» **Excerpted text**:
________________________________________
Opinion
KUMAR, J.I. INTRODUCTION
On March 13, 2009, a notice to appear was issued to appellant pursuant to the automated traffic enforcement statutes (Veh. Code, §§ 21455.5-21455.7), alleging she failed to stop at a red signal light located at the intersection of Centinela Avenue and Beach Avenue in the City of Inglewood. Following a court trial wherein photographic evidence obtained from an automated traffic enforcement system (ATES) was admitted, appellant was convicted of failing to stop at a red signal light (Veh. Code, § 21453, subd. (a)).
Appellant presents the following contentions: (1) the photographs depicting the traffic violation were inadmissible because no foundation was established that the photographs were reasonable representations of what they were *Supp. 4alleged to portray, and they constituted hearsay; (2) the yellow light interval of the traffic light did not conform to the requirements of Vehicle Code section 21455.7; (3) the prosecution’s use of photographic evidence violated appellant’s Sixth Amendment right to confront witnesses; and (4) the prosecution failed to prove appellant was the driver depicted in the photographs.
In affirming the judgment, we acknowledge the Appellate Division of the Orange County Superior Court has held that claims similar to those addressed in part III.A. warrant reversal of the judgment. (People v. Khaled (2010) 186 Cal.App.4th Supp. 1 [113 Cal.Rptr.3d 796].) Specifically, Khaled held photographs from an ATES purporting to show the defendant driving through a red light were inadmissible because the testifying officer (1) was not a percipient witness and, therefore, could not establish that the photograph was a “ ‘ “reasonable representation of that which it is alleged to portray . . .” ’ [citation]”; or (2) could not, like a person who set up a “ ‘nanny cam,’ ” establish the time the camera was set to record and the method used to retrieve the photographs. (Id. at p. Supp. 5.) In addition, Khaled held the photographs constituted inadmissible hearsay in that they were not admissible business records (Evid. Code, § 1271) or official records (Evid. Code, § 1280). (Khaled, at pp. Supp. 6-9.)
________________________________________
» **Record list**:
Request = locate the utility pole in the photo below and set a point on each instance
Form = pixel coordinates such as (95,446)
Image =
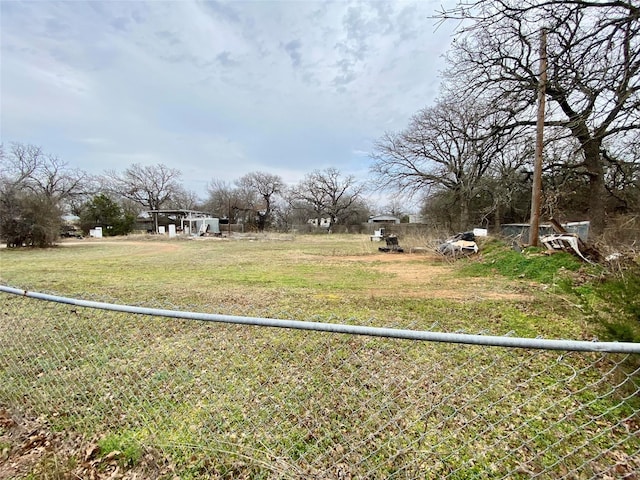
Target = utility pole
(536,192)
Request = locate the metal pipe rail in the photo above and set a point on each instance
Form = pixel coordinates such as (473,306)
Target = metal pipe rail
(485,340)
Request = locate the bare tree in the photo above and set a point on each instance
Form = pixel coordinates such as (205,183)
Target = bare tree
(152,187)
(35,190)
(593,57)
(328,193)
(449,146)
(260,190)
(225,201)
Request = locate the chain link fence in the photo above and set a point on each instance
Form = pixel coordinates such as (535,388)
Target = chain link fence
(193,399)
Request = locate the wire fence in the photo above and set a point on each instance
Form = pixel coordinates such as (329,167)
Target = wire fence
(118,394)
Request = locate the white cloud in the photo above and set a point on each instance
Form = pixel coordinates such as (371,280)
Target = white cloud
(215,89)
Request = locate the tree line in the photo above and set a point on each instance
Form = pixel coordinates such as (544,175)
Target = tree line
(37,189)
(467,157)
(470,154)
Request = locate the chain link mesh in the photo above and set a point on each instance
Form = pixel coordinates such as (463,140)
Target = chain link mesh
(229,401)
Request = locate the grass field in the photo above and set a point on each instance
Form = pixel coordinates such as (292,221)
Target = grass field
(164,398)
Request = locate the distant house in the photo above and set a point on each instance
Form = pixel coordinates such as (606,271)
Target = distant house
(320,222)
(384,219)
(414,218)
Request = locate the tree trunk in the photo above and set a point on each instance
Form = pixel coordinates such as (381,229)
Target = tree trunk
(464,214)
(597,192)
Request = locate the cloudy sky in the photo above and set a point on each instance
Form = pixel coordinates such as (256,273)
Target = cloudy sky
(216,89)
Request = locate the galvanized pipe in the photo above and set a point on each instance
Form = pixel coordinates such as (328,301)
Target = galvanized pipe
(485,340)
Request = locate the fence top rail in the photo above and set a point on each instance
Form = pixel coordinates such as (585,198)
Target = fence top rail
(422,335)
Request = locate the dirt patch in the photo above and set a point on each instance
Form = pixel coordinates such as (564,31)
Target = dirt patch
(417,275)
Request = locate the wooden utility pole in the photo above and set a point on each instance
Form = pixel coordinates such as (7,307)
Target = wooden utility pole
(536,193)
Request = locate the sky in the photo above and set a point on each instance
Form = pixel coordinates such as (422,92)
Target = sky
(216,89)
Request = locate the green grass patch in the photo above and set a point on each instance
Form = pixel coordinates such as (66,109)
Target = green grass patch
(229,401)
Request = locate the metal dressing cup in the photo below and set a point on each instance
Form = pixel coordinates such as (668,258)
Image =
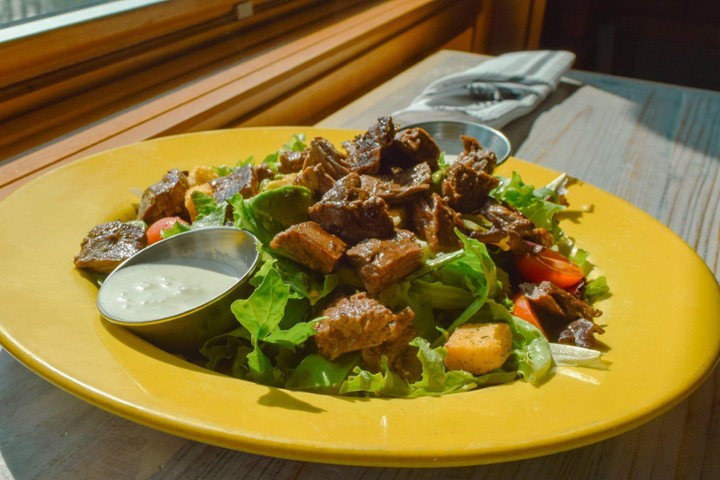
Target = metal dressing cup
(176,293)
(447,135)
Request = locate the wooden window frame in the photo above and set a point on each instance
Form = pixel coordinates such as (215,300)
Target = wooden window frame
(231,72)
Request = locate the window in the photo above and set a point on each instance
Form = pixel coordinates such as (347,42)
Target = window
(183,65)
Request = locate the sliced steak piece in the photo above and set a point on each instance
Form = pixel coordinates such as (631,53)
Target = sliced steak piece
(400,186)
(560,312)
(243,181)
(469,179)
(510,228)
(365,152)
(165,198)
(558,302)
(435,223)
(109,244)
(349,212)
(413,146)
(380,263)
(356,323)
(311,245)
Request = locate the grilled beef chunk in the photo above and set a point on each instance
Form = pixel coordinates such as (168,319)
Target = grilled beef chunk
(291,161)
(581,333)
(351,213)
(365,152)
(415,145)
(435,223)
(243,181)
(165,198)
(109,244)
(311,245)
(558,309)
(469,179)
(510,228)
(356,323)
(399,186)
(380,263)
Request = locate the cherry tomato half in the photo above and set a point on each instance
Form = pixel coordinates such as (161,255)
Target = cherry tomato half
(154,232)
(551,266)
(523,309)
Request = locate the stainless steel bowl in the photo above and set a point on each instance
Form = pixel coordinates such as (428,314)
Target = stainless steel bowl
(222,249)
(447,135)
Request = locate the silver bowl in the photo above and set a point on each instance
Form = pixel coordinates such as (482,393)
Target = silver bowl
(447,135)
(185,322)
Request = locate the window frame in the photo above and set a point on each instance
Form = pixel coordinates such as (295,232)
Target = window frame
(158,24)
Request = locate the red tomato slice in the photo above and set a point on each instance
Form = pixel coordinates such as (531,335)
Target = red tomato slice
(550,266)
(154,232)
(523,309)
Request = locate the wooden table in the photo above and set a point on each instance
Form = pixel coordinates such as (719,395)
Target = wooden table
(657,146)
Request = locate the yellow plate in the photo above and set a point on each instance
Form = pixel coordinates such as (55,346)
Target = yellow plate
(662,325)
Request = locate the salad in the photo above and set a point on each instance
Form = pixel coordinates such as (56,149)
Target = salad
(385,269)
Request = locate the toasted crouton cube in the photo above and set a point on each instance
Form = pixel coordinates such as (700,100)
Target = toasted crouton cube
(189,204)
(201,174)
(478,348)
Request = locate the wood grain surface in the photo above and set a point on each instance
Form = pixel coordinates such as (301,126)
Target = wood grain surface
(657,146)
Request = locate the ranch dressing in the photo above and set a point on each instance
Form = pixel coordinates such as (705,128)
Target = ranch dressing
(152,291)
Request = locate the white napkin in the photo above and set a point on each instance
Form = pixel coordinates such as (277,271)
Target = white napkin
(494,93)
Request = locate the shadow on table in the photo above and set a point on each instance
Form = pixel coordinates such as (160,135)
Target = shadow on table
(681,116)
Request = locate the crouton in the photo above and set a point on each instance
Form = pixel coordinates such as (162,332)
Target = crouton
(478,348)
(201,174)
(189,204)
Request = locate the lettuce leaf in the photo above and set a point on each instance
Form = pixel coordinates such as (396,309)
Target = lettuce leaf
(539,205)
(272,211)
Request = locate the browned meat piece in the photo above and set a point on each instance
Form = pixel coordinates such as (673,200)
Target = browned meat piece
(109,244)
(415,145)
(510,228)
(556,301)
(358,322)
(469,179)
(435,223)
(243,181)
(165,198)
(365,152)
(399,186)
(311,245)
(351,213)
(559,310)
(581,332)
(290,161)
(380,263)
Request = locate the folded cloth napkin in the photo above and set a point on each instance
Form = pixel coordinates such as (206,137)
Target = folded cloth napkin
(494,93)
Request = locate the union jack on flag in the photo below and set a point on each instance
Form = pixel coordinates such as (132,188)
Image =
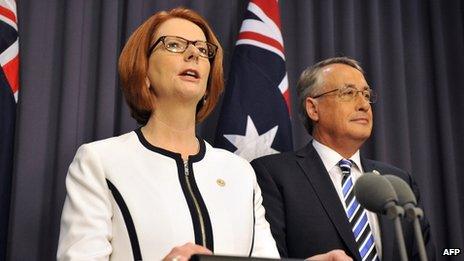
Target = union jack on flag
(254,119)
(9,62)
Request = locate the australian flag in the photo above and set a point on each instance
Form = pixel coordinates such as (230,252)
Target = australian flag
(254,120)
(9,62)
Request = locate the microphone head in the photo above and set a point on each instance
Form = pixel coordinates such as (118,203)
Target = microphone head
(402,189)
(374,192)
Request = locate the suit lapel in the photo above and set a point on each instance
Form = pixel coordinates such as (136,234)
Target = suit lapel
(386,225)
(314,169)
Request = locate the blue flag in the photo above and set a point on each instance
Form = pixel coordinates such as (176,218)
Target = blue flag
(254,119)
(8,97)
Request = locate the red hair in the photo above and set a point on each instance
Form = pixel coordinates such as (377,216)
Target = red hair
(133,65)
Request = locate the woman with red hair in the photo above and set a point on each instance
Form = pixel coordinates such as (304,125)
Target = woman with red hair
(160,191)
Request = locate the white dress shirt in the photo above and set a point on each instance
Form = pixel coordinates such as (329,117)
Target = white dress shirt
(330,158)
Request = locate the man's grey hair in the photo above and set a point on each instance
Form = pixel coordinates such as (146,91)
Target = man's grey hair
(311,82)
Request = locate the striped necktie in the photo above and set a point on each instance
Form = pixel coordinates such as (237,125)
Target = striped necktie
(357,215)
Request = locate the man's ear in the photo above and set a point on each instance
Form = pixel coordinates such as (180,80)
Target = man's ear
(312,109)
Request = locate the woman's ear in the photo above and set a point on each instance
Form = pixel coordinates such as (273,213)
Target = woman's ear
(147,82)
(312,109)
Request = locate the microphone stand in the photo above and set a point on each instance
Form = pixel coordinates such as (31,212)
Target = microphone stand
(395,212)
(413,214)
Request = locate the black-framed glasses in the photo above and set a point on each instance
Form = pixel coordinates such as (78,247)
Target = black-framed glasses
(348,93)
(178,44)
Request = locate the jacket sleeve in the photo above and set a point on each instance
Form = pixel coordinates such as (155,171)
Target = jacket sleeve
(273,202)
(263,244)
(85,231)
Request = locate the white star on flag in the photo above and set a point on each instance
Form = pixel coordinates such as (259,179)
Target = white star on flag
(253,145)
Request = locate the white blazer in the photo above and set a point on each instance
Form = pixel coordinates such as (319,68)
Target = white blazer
(128,200)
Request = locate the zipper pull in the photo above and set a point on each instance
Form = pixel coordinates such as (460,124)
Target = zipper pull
(186,169)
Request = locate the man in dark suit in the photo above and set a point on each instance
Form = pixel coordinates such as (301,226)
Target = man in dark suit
(308,194)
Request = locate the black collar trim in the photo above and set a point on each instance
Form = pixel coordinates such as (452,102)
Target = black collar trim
(192,158)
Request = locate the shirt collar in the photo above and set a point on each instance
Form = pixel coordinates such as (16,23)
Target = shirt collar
(330,157)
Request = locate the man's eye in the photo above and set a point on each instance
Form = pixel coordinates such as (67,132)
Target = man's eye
(173,45)
(349,92)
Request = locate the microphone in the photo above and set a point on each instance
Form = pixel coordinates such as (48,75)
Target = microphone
(376,194)
(407,199)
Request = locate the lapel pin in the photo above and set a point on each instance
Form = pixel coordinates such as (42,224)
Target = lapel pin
(221,182)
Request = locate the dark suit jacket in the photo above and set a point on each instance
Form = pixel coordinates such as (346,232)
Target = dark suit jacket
(307,216)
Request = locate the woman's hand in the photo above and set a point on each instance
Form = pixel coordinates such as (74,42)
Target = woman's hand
(184,252)
(334,255)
________________________________________
» **What is expected**:
Return the passage of the court opinion starting with "Appellant presents the" and going on through "in the photographs.", copied word for word. The data comes from a source unrelated to the court opinion.

» **Finished task**:
Appellant presents the following contentions: (1) the photographs depicting the traffic violation were inadmissible because no foundation was established that the photographs were reasonable representations of what they were *Supp. 4alleged to portray, and they constituted hearsay; (2) the yellow light interval of the traffic light did not conform to the requirements of Vehicle Code section 21455.7; (3) the prosecution’s use of photographic evidence violated appellant’s Sixth Amendment right to confront witnesses; and (4) the prosecution failed to prove appellant was the driver depicted in the photographs.